▶ _EXCERPTED RECORDS_
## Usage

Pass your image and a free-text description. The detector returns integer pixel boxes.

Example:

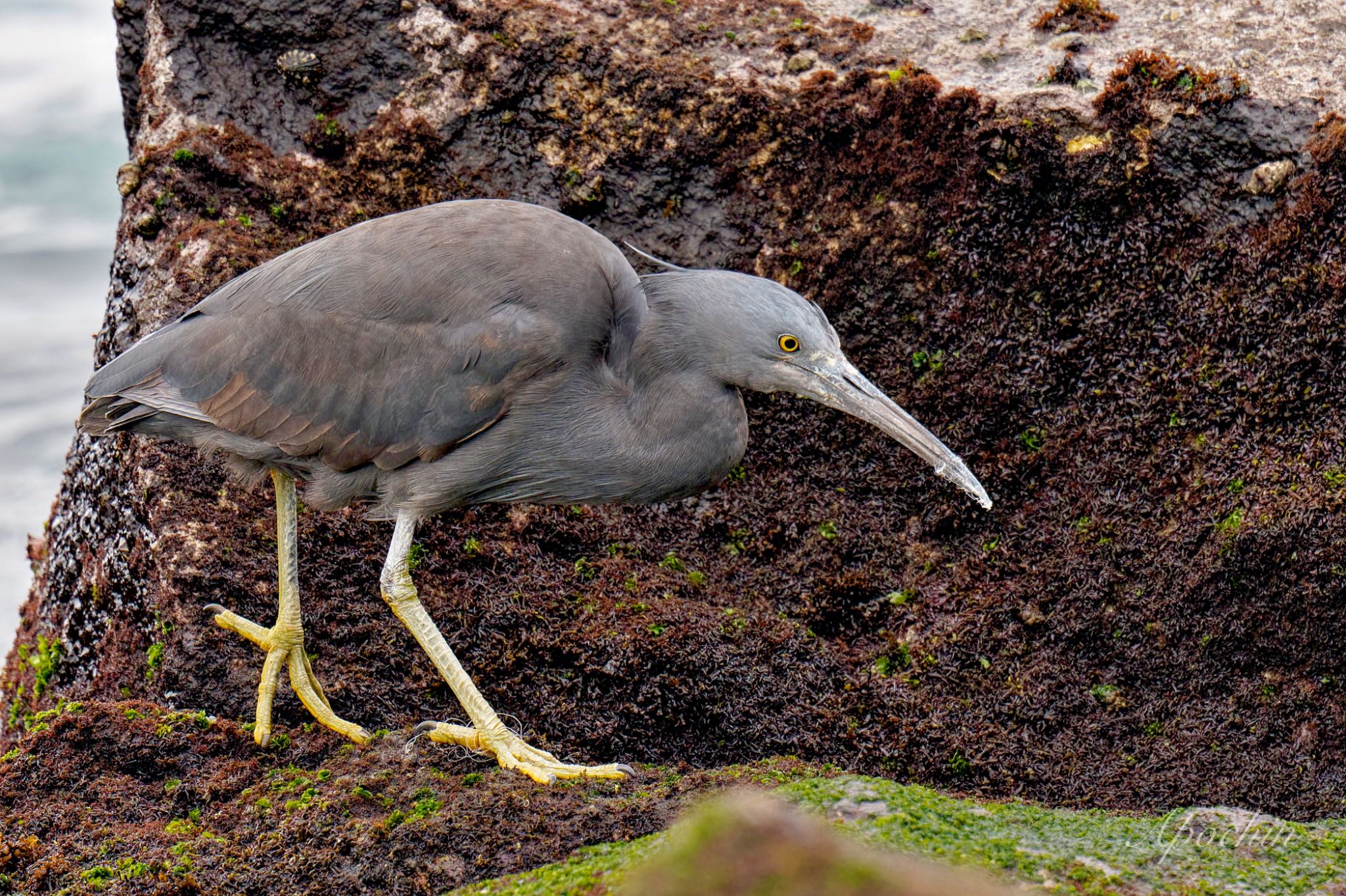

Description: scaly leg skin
[206,470,369,747]
[381,514,636,784]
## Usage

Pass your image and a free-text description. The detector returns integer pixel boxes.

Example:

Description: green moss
[574,557,599,581]
[11,635,60,699]
[145,640,164,681]
[455,769,1346,896]
[660,550,686,571]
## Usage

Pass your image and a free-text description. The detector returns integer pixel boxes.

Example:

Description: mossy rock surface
[0,0,1346,889]
[453,775,1346,896]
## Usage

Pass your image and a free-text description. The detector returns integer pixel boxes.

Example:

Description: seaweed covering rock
[4,0,1346,880]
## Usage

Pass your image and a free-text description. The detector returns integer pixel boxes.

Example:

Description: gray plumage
[80,199,989,518]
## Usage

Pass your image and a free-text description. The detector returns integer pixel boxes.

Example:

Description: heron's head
[645,271,990,508]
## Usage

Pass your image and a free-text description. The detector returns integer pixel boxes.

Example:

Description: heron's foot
[204,604,369,747]
[416,721,636,784]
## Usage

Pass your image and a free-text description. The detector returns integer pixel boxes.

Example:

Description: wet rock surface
[0,0,1346,885]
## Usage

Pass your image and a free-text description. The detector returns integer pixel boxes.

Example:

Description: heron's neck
[630,277,739,388]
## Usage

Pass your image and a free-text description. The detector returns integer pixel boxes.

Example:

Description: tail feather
[77,395,159,436]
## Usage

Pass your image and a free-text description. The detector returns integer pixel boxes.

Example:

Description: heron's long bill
[806,357,990,510]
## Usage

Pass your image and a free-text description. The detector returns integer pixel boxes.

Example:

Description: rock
[131,212,164,240]
[117,162,140,196]
[1243,159,1295,195]
[785,50,818,72]
[3,0,1346,885]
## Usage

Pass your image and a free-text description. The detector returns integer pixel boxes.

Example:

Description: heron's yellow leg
[381,514,636,784]
[206,471,369,747]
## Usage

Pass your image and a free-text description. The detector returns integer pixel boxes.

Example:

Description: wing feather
[81,200,646,470]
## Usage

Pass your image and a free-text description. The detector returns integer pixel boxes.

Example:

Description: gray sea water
[0,0,127,656]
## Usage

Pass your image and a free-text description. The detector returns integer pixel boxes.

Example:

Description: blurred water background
[0,0,127,658]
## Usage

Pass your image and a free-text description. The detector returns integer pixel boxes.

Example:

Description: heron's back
[81,199,646,480]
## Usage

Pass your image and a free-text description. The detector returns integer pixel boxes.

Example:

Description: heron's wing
[86,202,645,470]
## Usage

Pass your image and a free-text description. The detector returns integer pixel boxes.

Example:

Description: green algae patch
[777,776,1346,896]
[453,775,1346,896]
[448,834,664,896]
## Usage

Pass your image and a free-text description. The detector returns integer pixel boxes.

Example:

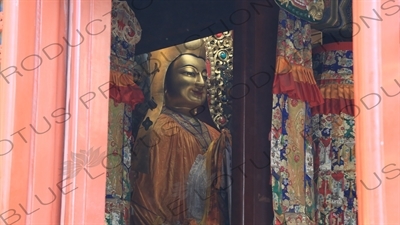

▶ _WHAT THE TASK REQUIRES_
Which lines in the rows above contain the string "gray"? Copy out each of them, treating uppercase and lowercase letters as different.

▶ _SOLUTION FOR THIS PROBLEM_
Description: gray plumage
Description: gray sea water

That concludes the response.